[start Data supplied]
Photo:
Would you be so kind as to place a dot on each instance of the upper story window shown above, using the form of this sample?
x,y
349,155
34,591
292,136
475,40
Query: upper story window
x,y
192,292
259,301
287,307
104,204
[end Data supplied]
Reproduce every record above, copying each line unchanged.

**Solved exercise**
Photo:
Would you be so kind as to place a dot on each instance of the upper story window shown above, using the form of this sample?
x,y
349,155
34,591
292,136
475,40
Query: upper story window
x,y
192,292
259,301
287,307
104,204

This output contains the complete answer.